◆ **Text**
— start —

The B.C. Teachers Federation had teachers across the province send home a note to parents that will teach kids to be deceitful, says a local man.

The note urges parents to have their children excused from taking the Foundation Skills Assessment (FSA) tests. The Education Ministry tests are given to students in Grades 4 and 7, and the Fraser Institute uses the results in a controversial ranking of schools.

The note from the BCTF lists several problems the union has with the FSA: The process is expensive; they “do not help students learn, or teachers teach”; they take away from classroom time; and “the results are misused to rank schools and promote privatization.”

The note, signed by BCTF president Susan Lambert, asks parents to either write their principal, or detach the bottom of the note and return it, to request their child be exempted from the FSA.

The bottom of the note has three boxes parents can check beside reasons, which include “family emergency,” “lengthy illness” and “other extenuating circumstances.”

“That’s blatant lying – I don’t lie,” said local businessman Dan Kosicki. “They [teachers] have got their agenda, and it’s being put onto kids.”

“What are teachers telling our kids? And are they pushing their political agenda in schools?” he asks. “We need teachers to do what they’re paid to do.”

He said students will know they are getting out of the three tests, and that there is no family emergency, lengthy illness or other circumstances.

“Kids should not be taught to lie,” said Kosicki. “Kids should learn to be accountable for their actions, big or small.”

While the 51-year-old’s children graduated long ago, he said he speaks as someone who pays school taxes, and someone with grandchildren, ages five and two.

— end —

◆ **Supplied records**
— start —

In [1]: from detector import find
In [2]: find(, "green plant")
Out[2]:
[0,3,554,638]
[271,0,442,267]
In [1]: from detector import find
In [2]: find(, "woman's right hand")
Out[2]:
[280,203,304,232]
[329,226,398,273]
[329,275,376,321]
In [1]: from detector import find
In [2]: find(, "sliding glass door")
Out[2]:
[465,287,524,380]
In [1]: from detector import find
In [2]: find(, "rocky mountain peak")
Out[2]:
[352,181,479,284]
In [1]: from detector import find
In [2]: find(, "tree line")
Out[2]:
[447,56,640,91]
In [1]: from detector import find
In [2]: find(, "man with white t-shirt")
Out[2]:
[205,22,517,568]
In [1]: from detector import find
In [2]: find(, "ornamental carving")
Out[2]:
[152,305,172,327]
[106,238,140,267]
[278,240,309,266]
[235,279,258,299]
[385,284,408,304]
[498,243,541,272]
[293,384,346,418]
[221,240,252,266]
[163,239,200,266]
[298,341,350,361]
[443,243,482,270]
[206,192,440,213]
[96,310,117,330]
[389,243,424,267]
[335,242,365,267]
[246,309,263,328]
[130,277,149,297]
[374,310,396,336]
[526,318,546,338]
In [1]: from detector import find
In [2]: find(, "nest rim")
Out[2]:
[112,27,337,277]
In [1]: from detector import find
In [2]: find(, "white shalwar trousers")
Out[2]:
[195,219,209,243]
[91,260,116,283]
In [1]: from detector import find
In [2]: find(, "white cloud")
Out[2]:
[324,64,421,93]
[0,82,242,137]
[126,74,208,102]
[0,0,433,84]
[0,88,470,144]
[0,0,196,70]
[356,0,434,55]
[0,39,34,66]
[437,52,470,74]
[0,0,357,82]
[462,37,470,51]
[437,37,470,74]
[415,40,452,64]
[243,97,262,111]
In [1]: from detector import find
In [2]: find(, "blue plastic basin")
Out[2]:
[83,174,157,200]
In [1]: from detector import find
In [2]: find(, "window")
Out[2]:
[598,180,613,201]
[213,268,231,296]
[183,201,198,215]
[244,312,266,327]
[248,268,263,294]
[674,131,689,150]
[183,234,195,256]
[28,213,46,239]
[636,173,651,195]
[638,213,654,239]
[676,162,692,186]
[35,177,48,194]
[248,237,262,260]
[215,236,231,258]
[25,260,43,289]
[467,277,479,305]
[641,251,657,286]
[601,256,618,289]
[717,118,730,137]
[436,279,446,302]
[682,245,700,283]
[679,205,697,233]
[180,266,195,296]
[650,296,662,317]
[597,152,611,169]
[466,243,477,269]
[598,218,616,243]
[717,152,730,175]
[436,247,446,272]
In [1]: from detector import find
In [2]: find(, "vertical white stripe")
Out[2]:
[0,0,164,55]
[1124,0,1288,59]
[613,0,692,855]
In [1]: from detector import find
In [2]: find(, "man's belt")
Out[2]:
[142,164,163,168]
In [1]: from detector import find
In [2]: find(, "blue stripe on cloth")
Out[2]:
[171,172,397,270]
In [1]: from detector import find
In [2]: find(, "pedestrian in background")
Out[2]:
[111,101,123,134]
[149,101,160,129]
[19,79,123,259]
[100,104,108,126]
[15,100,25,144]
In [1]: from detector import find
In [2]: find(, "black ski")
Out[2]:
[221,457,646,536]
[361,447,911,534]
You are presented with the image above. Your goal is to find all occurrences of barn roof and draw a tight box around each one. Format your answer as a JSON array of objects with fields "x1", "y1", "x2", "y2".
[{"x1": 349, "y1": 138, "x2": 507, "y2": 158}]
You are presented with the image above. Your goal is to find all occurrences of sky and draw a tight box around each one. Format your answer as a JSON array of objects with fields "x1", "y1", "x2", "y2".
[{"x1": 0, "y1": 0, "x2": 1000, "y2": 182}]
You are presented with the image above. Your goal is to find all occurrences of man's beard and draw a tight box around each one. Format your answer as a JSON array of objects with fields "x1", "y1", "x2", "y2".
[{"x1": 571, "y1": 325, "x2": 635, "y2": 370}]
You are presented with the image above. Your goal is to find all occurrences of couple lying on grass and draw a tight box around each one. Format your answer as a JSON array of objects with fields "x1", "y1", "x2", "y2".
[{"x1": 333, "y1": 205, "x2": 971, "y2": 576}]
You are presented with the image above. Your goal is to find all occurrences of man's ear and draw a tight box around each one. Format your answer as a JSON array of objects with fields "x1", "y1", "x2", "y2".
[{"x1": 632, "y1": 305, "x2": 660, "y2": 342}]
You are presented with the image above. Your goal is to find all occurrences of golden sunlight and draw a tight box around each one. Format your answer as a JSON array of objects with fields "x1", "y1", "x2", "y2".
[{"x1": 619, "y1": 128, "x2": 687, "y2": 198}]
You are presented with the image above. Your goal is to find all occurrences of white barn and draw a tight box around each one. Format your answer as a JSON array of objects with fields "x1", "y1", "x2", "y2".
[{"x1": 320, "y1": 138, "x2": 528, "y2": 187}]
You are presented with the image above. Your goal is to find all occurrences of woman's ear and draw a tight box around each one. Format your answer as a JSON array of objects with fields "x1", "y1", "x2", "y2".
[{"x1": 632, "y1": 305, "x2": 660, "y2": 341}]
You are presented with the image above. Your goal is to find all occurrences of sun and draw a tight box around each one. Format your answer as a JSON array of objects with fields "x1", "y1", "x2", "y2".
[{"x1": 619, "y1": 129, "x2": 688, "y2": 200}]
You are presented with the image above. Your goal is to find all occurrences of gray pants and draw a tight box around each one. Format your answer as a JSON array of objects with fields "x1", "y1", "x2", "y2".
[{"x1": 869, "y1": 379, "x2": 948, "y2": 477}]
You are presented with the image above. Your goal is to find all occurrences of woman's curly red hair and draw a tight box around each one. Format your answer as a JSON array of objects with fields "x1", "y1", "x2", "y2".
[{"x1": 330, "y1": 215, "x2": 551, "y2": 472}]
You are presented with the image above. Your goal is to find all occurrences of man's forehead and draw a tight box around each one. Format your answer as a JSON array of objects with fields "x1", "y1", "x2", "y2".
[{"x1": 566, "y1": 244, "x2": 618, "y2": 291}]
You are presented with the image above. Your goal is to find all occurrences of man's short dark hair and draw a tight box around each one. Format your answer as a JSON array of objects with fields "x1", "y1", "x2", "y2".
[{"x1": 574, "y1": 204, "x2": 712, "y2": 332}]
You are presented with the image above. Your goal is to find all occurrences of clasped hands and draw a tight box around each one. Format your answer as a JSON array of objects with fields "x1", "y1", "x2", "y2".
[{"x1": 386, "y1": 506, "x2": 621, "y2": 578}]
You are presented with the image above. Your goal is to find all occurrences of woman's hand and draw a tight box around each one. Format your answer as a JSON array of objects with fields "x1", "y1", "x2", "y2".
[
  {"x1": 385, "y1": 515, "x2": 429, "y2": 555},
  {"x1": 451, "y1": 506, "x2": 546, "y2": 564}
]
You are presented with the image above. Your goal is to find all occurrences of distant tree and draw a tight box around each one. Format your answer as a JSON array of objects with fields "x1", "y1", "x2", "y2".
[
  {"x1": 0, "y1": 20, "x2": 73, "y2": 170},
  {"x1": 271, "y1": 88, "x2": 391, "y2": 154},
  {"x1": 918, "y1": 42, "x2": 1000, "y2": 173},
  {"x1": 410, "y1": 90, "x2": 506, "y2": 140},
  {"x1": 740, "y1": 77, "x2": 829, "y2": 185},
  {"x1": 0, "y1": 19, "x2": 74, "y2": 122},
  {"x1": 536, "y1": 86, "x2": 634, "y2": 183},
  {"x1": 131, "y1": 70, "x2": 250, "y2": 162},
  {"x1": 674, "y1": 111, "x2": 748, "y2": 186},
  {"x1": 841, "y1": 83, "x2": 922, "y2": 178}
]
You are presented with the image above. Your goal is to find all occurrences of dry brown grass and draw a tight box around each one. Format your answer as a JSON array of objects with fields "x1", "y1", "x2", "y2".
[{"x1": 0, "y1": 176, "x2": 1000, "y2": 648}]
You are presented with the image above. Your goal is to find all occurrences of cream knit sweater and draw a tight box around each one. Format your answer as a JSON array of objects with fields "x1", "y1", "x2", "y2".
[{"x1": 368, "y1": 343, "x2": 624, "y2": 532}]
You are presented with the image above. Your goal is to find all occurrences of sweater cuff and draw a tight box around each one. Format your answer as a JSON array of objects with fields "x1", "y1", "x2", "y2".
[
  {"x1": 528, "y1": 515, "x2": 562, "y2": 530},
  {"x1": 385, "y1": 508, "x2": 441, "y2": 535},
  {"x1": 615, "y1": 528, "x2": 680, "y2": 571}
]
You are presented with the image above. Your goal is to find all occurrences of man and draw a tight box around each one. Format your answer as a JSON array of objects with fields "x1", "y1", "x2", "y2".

— end —

Answer these from the article on the BCTF note about the FSA tests:
(a) In which grades do students take the FSA tests?
(b) Who signed the note?
(c) What ages are Dan Kosicki's grandchildren?

◆ **Result for this exercise**
(a) Grades 4 and 7
(b) BCTF president Susan Lambert
(c) Five and two